(Records contained in a dataset)
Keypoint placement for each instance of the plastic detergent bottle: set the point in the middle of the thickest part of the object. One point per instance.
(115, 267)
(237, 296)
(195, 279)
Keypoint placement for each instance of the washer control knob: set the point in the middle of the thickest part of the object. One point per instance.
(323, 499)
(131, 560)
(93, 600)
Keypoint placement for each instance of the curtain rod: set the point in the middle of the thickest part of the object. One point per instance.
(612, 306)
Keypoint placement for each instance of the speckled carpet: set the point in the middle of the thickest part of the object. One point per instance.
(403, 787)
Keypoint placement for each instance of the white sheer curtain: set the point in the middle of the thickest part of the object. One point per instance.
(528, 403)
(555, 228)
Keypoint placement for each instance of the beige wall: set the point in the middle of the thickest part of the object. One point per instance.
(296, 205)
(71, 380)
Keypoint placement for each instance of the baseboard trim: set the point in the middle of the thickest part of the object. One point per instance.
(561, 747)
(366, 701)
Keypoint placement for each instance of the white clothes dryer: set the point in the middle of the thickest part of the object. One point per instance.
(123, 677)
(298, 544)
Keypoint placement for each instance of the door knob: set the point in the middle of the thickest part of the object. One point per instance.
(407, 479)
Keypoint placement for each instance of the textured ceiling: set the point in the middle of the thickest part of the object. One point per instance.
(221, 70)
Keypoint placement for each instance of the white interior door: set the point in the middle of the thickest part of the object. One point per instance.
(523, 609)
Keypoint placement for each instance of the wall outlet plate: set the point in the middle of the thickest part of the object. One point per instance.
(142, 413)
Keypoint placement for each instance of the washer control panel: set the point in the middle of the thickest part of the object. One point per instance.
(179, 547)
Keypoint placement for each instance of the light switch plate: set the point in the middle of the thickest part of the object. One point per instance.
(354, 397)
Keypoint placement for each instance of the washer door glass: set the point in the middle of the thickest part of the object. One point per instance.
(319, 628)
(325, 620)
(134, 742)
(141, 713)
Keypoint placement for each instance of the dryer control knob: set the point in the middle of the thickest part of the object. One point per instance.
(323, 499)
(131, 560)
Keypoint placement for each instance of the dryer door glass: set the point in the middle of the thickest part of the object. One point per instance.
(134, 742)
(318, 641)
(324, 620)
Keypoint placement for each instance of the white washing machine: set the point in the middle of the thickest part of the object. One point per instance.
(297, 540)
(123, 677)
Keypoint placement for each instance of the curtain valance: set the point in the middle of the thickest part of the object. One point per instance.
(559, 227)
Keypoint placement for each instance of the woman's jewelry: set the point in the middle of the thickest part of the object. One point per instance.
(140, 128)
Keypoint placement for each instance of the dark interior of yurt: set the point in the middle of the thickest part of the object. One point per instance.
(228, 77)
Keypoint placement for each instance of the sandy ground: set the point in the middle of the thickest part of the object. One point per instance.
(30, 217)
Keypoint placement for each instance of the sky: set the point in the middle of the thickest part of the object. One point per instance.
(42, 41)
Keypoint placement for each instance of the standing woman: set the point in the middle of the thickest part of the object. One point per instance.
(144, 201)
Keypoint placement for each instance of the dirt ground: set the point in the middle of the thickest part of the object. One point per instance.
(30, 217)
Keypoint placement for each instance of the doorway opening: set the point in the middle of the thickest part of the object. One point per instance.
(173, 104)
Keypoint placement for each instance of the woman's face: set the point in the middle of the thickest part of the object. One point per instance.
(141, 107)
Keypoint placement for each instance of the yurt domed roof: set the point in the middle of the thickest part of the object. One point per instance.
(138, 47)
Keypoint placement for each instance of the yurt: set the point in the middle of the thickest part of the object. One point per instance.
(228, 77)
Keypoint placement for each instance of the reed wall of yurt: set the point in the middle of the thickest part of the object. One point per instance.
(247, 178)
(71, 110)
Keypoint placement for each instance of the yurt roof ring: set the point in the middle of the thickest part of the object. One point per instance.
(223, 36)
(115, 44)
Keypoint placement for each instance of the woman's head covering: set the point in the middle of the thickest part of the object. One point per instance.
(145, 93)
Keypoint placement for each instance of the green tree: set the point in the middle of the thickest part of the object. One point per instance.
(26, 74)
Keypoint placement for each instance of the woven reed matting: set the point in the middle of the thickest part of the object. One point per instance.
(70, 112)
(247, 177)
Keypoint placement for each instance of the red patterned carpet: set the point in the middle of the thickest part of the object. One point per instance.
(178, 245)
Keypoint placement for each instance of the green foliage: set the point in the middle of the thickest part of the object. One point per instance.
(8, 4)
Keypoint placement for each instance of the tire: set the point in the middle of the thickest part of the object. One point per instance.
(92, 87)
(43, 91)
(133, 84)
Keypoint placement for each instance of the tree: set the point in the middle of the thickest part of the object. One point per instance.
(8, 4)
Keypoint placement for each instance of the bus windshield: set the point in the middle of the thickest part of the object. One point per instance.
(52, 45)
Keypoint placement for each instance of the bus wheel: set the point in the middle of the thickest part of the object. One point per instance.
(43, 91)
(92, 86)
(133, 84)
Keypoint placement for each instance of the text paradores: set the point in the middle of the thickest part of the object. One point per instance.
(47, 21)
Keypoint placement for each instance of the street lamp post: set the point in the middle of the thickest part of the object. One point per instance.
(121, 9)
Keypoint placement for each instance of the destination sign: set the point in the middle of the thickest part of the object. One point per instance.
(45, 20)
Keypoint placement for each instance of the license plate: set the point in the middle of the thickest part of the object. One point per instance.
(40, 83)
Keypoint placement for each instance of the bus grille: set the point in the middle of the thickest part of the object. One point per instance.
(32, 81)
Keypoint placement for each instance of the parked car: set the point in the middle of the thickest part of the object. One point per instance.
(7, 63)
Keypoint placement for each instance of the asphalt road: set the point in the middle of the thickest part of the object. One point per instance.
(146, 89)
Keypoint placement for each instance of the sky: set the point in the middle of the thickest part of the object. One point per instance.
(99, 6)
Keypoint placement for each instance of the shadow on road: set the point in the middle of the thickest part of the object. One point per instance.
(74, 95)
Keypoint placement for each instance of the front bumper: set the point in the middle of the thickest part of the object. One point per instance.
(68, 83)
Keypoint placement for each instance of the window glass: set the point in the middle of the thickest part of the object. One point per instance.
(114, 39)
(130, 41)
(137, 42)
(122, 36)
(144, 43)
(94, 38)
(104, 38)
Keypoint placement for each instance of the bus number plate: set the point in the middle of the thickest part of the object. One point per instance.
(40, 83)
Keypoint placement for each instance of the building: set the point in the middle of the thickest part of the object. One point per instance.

> [Aim]: Reproduce the full set of records precisely.

> [Exercise solution]:
Keypoint placement for each instance of the plastic detergent bottle: set the point in the middle of the thickest part of the object. One point per instance.
(115, 267)
(237, 296)
(195, 279)
Keypoint placement for each instance of the washer control knob: set the point in the middle of the thickest part of the object. One point per instance.
(323, 499)
(131, 560)
(93, 600)
Keypoint placement for each instance of the curtain rod: set the point in the middle of the thickest part of the object. One point per instance.
(612, 306)
Keypoint placement for each instance of the speckled carpet: set the point in the middle of the thickest part of the object. One point per instance.
(403, 787)
Keypoint placement for each instance of the white sheer curtain: set the point in the middle of the thickest part of the object. One point per instance.
(528, 403)
(555, 228)
Keypoint placement for each instance of the beige wall: set the point in the middle of the thickest part of the object. One point per instance.
(296, 205)
(71, 380)
Keypoint placement for each instance of the baseboard trim: set the point in the middle of the thickest part of the object. One point per instance.
(561, 747)
(366, 701)
Keypoint placement for each instance of the white clothes dryer: set the point in the middle of the thickest part of the object. One point per instance.
(123, 677)
(298, 544)
Keypoint placement for each instance of the door knob: set the point in the middle of the thickest part of the object. One point per instance.
(407, 479)
Keypoint placement for each instance of the textured ceiling: set the point in the middle of the thickest part of the object. One point per instance.
(221, 70)
Keypoint placement for each instance of the white interior door: set the point in the middle of the thickest part of the object. One point per instance.
(523, 609)
Keypoint placement for each instance of the wall outlet plate: set the point in the middle of the thickest part of the object. One point per instance.
(142, 413)
Keypoint placement for each instance of the washer control panel: set the point in the middle of the thickest part of the object. One point per instance.
(179, 547)
Keypoint placement for each instance of the light switch plate: set the point in the middle of the thickest part of the object. One point per instance.
(354, 397)
Keypoint placement for each instance of the washer door glass: set the point in the middle of the thickest part of the object. One point per instance.
(319, 628)
(325, 620)
(134, 742)
(141, 713)
Keypoint placement for each instance of the dryer control knob: set the point in the middle of the thickest part of the object. One point per instance.
(323, 499)
(131, 560)
Keypoint placement for each instance of the dryer door glass: set the point in the middle of the thickest part of the object. One point per instance.
(134, 742)
(318, 641)
(324, 620)
Keypoint placement for each instance of the white washing machine: set the point in the middle of the thickest part of the object. One point per instance.
(297, 540)
(123, 677)
Keypoint placement for each instance of the curtain valance: set the point in the middle of the thickest part of the object. One point per instance.
(559, 227)
Keypoint placement for each instance of the woman's jewelry: set the point in the middle of the thickest part of the object. One point per instance.
(140, 128)
Keypoint placement for each instance of the dark interior of yurt: set the point in the middle of the thickest part of the object. One point per instance.
(228, 77)
Keypoint placement for each instance of the sandy ground: set the point in the middle of the thickest part of the object. One point per instance.
(30, 217)
Keypoint placement for each instance of the sky: set the point in the middle of the thickest part of the object. One point per instance.
(42, 41)
Keypoint placement for each instance of the standing woman: set the point in the middle of the thickest part of the object. One point per instance.
(144, 201)
Keypoint placement for each instance of the dirt ground: set the point in the middle of the thickest part of the object. One point per instance.
(30, 217)
Keypoint placement for each instance of the doorway opening: set the point in the middle of the thickest part of the object. One point per instance.
(173, 104)
Keypoint placement for each instance of the woman's face: set the point in the middle of the thickest part of the object. One point per instance.
(141, 107)
Keypoint placement for each instance of the yurt domed roof: set the point in the middle of the thickest part of the object. One point per instance.
(138, 47)
Keypoint placement for each instance of the yurt: set the point in the middle of the thickest part of the object. One point per instance.
(228, 77)
Keypoint placement for each instance of the reed wall of yurt: set the point in the middle of the thickest part of the object. One point per instance.
(247, 178)
(71, 110)
Keypoint placement for each instance of the yurt roof ring: set the point in the middle of the thickest part of the object. One point per instance.
(223, 36)
(115, 44)
Keypoint placement for each instance of the woman's head covering: set the point in the middle of the thickest part of the object. One point per instance.
(145, 93)
Keypoint placement for each instance of the green tree: set the point in the middle of the thickest part of the object. One point per instance.
(26, 74)
Keypoint placement for each instance of the woven reed matting: set the point in the middle of the thickest part of the object. One point per instance.
(70, 112)
(247, 177)
Keypoint placement for each instance of the red patterned carpet: set the point in the middle of the thickest part of the object. One point per instance.
(178, 245)
Keypoint placement for each instance of the green foliage: set the point in the middle of the thickest part of the object. One point per instance.
(8, 4)
Keypoint placement for each instance of the tire: set the point in the middle of the thickest part of the object. One point per instance.
(92, 87)
(43, 91)
(133, 84)
Keypoint placement for each instance of the tree: set the point in the middle of the thickest part of the object. One point per instance.
(8, 4)
Keypoint placement for each instance of the bus windshield: set the point in the middle of the thickest part of the object. One point per instance.
(52, 45)
Keypoint placement for each instance of the bus wheel: set the point in the middle of the thickest part of the object. One point per instance.
(43, 91)
(92, 86)
(133, 84)
Keypoint placement for each instance of the text paradores: set the point in the middle of the thickest part of the object. One point per instance.
(47, 21)
Keypoint placement for each instance of the street lamp post: set the point in the middle of the thickest part of the object. One point per instance.
(121, 9)
Keypoint placement for each instance of the destination sign: set the point in the middle of the thickest part of the object. One point per instance.
(45, 20)
Keypoint placement for each instance of the license plate: set the point in the middle of the thickest part of the object. One point per instance.
(40, 83)
Keypoint placement for each instance of the bus grille: set the point in the middle of the thickest part of the object. One point per instance.
(32, 81)
Keypoint placement for each instance of the parked car: set the point in the middle of the thickest part of the object. One point per instance.
(7, 63)
Keypoint placement for each instance of the asphalt road: set the point in the middle of the thickest part of the object. One point per instance.
(146, 89)
Keypoint placement for each instance of the sky: set the point in the middle of the thickest part of the object. One point per instance.
(99, 6)
Keypoint placement for each instance of the shadow on road: set the point in the middle of the thickest part of the object. One point per instance.
(74, 95)
Keypoint placement for each instance of the front bumper: set the point in the middle of the thickest part of the object. One point per instance.
(68, 83)
Keypoint placement for each instance of the window glass: set the point in the middle of the thickest part of the object. One point per instance.
(114, 39)
(130, 41)
(137, 42)
(122, 36)
(144, 43)
(94, 38)
(104, 38)
Keypoint placement for each instance of the bus number plate: set the point in the middle of the thickest part of the object. One point per instance.
(40, 83)
Keypoint placement for each instance of the building: set the point in the middle of the thickest part of the object. One point per instance.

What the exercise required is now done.